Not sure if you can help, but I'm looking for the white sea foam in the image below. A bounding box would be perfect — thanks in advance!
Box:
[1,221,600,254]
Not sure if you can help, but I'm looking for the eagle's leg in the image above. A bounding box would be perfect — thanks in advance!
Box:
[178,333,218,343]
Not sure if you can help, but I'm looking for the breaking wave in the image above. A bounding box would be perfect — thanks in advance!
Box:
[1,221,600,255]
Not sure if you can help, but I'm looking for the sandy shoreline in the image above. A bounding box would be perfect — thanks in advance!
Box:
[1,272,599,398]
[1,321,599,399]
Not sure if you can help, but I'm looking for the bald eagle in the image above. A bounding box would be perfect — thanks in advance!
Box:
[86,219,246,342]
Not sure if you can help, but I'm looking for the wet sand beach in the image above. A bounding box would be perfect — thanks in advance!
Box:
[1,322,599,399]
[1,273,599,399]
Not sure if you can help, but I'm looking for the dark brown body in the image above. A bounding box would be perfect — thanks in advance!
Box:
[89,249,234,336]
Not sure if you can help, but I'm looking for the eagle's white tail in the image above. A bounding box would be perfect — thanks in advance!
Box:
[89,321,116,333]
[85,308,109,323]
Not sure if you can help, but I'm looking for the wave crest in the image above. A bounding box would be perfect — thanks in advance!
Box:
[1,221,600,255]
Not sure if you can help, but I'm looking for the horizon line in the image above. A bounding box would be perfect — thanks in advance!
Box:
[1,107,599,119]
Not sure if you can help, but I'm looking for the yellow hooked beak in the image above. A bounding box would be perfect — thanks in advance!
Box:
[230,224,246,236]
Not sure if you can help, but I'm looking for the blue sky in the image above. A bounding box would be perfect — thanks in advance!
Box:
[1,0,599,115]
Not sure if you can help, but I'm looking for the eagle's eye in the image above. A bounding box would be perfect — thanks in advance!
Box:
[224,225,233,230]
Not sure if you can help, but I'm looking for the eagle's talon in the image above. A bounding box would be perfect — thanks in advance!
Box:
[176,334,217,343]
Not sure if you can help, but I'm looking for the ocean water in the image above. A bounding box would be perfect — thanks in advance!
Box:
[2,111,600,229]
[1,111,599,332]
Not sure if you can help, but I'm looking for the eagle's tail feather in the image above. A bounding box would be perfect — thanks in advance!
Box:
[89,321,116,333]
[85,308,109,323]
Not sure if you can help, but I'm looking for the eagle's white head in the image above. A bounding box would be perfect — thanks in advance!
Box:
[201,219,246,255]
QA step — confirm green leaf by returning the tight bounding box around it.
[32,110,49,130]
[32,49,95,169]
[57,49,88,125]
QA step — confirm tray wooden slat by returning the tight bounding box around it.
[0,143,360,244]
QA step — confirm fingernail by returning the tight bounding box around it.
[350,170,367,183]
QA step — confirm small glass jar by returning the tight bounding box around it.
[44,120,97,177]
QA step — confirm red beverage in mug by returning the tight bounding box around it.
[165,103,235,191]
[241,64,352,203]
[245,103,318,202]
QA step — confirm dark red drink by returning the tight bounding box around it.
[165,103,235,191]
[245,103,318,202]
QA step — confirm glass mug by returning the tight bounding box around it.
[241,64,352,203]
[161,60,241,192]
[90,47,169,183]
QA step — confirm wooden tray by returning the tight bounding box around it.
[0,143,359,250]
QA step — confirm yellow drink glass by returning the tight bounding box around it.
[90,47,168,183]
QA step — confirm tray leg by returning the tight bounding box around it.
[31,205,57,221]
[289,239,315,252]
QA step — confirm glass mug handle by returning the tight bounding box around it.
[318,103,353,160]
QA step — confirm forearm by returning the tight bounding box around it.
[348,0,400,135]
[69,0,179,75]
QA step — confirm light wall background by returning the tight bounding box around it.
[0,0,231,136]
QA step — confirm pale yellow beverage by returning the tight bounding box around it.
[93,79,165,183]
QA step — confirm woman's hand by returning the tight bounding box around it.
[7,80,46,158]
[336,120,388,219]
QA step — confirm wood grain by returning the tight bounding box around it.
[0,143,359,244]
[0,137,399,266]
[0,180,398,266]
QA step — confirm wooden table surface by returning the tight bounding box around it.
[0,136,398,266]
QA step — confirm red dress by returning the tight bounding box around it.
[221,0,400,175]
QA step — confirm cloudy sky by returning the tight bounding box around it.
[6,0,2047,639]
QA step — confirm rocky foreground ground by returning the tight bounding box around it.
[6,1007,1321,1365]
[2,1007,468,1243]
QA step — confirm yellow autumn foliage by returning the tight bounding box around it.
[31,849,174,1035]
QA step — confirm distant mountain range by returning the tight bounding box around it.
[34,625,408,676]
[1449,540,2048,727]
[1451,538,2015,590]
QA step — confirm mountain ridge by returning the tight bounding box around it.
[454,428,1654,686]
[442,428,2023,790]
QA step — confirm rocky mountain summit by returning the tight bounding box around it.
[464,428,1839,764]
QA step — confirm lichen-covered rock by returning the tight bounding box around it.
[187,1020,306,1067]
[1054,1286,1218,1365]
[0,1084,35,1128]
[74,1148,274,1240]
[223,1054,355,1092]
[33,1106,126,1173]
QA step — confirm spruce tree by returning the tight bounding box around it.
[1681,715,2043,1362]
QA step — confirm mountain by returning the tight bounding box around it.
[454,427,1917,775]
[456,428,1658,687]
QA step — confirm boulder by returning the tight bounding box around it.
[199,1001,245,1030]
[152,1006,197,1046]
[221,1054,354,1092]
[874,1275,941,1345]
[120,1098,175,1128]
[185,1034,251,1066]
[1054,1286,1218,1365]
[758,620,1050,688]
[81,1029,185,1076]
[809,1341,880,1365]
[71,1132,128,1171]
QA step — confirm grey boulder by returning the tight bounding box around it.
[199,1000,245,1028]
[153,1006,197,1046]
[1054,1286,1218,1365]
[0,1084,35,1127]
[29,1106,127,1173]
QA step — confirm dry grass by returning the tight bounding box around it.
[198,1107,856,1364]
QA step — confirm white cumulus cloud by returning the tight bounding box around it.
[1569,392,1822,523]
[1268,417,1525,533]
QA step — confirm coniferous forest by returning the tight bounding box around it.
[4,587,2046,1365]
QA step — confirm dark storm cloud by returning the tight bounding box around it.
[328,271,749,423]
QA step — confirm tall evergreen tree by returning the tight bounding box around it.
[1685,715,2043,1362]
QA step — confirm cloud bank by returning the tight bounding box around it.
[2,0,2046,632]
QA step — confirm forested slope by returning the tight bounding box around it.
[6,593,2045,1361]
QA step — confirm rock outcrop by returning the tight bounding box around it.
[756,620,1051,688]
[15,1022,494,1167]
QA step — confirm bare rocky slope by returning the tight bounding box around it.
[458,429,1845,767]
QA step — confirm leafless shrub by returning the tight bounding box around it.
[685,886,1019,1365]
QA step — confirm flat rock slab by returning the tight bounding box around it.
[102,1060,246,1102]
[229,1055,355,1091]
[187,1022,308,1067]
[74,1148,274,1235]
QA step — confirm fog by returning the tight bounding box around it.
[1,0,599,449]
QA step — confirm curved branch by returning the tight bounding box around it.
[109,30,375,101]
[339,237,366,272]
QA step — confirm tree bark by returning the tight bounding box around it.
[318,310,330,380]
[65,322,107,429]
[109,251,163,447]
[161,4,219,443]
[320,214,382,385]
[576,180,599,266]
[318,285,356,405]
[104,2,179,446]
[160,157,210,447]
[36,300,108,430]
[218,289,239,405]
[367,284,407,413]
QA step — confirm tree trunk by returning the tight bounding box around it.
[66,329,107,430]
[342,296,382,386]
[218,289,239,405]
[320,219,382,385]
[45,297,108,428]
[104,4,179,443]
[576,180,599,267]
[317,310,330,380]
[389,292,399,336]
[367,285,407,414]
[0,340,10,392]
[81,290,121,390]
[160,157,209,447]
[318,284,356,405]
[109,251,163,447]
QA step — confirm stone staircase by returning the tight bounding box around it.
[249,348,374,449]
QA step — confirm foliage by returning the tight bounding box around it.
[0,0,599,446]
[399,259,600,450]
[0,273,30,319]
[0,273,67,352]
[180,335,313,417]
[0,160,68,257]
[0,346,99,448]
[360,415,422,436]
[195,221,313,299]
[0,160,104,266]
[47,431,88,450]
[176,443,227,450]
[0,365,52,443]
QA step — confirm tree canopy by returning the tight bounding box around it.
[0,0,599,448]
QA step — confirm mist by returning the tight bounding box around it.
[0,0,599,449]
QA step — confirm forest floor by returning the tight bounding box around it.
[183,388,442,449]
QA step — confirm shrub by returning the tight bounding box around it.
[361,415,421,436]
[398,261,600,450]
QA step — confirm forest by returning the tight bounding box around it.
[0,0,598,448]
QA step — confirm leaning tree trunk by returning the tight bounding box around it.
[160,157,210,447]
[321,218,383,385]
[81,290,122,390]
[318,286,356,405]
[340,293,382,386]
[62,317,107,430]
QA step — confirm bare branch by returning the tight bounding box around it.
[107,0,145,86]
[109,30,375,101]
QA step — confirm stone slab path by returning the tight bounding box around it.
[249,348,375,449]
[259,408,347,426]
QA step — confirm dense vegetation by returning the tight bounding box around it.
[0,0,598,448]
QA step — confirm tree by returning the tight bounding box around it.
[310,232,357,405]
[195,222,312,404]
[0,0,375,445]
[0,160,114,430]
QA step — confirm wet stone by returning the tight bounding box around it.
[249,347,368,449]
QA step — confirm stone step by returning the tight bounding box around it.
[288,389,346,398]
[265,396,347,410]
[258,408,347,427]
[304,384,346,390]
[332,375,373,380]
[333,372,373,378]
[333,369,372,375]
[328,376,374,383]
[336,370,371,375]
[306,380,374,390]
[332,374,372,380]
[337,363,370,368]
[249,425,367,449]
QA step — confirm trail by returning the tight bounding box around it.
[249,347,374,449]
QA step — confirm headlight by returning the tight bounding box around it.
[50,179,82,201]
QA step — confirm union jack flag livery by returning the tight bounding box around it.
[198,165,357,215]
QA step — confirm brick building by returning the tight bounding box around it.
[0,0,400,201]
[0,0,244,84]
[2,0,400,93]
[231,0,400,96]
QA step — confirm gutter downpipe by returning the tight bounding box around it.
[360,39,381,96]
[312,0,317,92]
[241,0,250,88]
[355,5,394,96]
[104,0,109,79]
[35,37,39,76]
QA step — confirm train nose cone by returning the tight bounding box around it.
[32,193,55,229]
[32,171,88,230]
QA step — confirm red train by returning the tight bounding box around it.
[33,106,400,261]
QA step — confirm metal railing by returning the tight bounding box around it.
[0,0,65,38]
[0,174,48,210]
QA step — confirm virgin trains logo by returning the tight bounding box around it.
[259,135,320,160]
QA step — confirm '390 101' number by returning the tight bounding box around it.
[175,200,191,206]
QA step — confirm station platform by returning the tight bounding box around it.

★ ★ ★ ★

**Aim of the exercise:**
Go through the records and work out how many lines contain the string "wave". The answer should be that number alone.

**Solution to this problem:**
2